### [TASK GOAL]
Please extract each line of the data below that contains the string "rough".

### [EXTRACTED MATERIAL]

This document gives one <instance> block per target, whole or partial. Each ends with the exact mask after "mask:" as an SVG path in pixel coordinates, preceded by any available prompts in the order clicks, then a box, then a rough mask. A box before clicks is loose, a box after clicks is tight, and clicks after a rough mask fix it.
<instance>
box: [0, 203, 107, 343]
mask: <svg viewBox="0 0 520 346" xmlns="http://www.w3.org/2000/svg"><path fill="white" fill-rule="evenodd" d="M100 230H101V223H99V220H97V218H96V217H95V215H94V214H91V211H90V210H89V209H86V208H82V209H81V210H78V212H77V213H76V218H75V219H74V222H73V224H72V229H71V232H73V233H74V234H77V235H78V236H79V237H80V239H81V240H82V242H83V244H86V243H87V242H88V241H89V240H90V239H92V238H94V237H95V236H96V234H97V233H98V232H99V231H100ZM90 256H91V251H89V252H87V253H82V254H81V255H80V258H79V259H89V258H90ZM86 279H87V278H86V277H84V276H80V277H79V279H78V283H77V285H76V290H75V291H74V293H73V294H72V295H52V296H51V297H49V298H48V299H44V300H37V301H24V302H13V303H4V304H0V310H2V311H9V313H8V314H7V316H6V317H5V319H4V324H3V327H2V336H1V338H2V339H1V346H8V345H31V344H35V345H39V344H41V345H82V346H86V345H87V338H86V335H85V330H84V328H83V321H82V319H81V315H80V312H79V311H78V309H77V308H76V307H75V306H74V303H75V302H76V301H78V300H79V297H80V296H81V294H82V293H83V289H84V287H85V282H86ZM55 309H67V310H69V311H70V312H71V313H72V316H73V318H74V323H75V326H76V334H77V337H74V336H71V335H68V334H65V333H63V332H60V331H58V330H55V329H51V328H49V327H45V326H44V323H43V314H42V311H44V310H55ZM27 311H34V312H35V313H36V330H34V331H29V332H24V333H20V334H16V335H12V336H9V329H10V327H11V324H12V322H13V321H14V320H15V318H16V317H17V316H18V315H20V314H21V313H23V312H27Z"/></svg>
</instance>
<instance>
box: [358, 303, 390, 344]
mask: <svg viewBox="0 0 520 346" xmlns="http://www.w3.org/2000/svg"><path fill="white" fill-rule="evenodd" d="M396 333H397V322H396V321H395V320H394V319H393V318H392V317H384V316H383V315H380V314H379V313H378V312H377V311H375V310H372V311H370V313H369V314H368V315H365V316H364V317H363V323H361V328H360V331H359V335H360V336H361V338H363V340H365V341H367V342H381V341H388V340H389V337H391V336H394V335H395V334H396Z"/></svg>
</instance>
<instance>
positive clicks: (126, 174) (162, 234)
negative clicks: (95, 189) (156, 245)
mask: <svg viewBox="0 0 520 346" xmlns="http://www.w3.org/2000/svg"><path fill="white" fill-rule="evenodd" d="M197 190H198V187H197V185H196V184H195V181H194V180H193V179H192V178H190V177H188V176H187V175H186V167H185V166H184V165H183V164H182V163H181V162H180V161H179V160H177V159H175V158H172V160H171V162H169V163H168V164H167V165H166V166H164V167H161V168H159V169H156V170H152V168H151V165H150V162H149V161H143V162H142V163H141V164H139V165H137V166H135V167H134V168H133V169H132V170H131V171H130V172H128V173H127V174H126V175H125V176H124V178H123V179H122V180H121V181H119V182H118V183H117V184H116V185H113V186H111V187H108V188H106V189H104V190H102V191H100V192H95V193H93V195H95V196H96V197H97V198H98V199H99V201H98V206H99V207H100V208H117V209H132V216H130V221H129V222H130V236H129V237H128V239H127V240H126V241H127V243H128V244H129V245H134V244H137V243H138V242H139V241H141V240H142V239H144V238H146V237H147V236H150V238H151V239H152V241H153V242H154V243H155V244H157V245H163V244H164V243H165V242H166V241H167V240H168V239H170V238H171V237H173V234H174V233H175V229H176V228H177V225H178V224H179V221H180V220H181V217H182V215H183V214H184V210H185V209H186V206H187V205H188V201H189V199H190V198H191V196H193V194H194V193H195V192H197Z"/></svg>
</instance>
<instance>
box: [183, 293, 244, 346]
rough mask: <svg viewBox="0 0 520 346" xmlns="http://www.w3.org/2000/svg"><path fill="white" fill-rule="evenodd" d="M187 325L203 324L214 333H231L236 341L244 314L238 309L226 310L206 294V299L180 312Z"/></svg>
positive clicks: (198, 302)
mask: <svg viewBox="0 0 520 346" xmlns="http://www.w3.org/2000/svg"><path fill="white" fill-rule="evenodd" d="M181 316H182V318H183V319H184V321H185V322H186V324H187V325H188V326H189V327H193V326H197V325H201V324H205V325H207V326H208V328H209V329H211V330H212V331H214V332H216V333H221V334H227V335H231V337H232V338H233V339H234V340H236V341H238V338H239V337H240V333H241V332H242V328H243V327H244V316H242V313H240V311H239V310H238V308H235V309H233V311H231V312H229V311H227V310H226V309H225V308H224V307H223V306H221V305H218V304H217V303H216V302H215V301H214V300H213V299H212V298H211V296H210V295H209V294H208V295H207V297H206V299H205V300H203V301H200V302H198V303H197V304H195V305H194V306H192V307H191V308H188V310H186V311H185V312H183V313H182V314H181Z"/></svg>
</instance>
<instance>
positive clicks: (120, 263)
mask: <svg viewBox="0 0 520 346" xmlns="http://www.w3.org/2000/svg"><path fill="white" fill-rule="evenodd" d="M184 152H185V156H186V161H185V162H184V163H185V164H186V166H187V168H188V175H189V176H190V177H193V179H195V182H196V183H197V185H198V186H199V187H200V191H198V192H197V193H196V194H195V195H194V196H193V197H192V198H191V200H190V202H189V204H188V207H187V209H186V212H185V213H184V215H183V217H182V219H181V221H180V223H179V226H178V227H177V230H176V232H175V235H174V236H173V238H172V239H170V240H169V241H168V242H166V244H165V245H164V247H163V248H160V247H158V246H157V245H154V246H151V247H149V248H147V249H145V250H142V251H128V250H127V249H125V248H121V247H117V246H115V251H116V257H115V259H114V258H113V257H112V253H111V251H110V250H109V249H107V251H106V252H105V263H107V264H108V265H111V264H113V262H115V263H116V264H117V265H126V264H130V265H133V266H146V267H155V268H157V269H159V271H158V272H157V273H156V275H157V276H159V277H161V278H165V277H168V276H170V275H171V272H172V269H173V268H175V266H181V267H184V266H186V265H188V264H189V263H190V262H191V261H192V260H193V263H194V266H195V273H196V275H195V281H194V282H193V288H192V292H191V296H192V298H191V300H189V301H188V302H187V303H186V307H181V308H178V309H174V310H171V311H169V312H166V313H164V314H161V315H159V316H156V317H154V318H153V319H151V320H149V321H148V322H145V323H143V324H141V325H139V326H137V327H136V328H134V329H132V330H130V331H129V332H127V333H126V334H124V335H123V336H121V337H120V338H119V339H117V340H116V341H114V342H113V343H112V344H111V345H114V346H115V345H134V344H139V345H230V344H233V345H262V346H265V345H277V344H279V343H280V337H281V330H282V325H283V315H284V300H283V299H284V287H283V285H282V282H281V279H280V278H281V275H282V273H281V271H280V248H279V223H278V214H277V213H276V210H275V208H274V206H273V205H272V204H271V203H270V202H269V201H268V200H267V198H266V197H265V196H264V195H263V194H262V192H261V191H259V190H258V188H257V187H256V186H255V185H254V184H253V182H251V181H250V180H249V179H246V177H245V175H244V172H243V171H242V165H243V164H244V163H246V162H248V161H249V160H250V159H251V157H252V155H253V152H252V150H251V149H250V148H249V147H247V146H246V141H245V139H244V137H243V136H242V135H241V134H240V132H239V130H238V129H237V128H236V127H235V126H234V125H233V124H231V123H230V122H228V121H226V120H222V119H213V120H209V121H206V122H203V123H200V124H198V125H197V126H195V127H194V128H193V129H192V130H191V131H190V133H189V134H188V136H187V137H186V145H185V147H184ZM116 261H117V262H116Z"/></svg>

### [ANSWER]
This document gives one <instance> block per target, whole or partial. Each ends with the exact mask after "mask:" as an SVG path in pixel coordinates, preceded by any available prompts in the order clicks, then a box, then a rough mask. A box before clicks is loose, a box after clicks is tight, and clicks after a rough mask fix it.
rough mask: <svg viewBox="0 0 520 346" xmlns="http://www.w3.org/2000/svg"><path fill="white" fill-rule="evenodd" d="M187 325L203 324L214 333H231L236 341L244 314L238 309L226 310L206 294V299L180 312Z"/></svg>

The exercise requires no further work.